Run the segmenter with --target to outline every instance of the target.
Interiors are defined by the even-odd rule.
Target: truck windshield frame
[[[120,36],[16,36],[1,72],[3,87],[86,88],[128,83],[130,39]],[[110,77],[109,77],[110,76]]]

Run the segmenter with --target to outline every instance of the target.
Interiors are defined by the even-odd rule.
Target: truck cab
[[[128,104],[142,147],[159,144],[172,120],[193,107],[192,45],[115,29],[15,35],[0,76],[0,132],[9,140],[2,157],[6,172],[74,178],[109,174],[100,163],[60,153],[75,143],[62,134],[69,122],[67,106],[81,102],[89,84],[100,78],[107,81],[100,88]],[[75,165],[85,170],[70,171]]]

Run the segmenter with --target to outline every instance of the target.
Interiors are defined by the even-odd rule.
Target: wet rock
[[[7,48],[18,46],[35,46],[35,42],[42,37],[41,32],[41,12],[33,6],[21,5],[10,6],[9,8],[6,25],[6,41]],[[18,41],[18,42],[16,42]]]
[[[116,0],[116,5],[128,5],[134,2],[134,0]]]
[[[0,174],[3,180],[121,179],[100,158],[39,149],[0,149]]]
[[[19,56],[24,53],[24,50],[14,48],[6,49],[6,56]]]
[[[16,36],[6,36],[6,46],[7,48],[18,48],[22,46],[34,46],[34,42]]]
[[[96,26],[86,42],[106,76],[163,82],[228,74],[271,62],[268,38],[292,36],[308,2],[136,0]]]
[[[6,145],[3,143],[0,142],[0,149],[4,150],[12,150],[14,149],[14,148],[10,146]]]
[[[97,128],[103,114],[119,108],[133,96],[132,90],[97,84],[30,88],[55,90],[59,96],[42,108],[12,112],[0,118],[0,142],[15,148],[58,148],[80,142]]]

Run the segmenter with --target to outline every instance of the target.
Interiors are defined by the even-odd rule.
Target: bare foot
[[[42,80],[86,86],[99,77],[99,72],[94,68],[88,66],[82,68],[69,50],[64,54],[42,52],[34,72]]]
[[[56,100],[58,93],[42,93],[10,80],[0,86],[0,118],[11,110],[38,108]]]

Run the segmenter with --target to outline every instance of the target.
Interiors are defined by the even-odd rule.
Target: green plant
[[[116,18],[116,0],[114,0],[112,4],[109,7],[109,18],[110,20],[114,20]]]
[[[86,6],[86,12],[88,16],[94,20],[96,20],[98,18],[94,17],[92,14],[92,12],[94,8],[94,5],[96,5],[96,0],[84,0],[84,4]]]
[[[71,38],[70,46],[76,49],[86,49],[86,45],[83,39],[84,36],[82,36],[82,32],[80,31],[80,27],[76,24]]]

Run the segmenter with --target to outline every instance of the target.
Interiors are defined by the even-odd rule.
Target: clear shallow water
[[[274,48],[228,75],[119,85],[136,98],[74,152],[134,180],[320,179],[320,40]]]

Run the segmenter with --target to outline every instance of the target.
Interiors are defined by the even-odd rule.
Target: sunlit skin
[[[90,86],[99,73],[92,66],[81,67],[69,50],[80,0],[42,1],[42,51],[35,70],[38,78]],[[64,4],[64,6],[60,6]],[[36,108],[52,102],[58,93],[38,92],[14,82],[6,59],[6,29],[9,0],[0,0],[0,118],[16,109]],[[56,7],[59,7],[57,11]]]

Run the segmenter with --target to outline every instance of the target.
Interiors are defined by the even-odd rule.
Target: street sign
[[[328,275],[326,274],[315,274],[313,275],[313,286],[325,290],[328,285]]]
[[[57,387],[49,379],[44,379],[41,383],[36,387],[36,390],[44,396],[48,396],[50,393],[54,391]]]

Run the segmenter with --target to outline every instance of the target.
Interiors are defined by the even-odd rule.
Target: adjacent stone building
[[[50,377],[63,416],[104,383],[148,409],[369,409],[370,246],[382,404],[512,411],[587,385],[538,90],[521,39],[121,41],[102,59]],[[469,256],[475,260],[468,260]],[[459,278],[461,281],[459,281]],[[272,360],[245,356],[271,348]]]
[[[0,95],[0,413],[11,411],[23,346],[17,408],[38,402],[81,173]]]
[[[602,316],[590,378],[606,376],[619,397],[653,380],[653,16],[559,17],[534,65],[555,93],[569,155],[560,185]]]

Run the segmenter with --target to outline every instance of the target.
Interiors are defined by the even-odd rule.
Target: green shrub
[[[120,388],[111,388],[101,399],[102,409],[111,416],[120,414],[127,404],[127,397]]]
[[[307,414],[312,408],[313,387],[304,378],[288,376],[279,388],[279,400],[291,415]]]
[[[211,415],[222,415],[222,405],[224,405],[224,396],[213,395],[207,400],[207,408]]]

#####

Problem to work on: Count the lines in the records above that contain the string "green". Reply with the number alone.

Problem solution: 2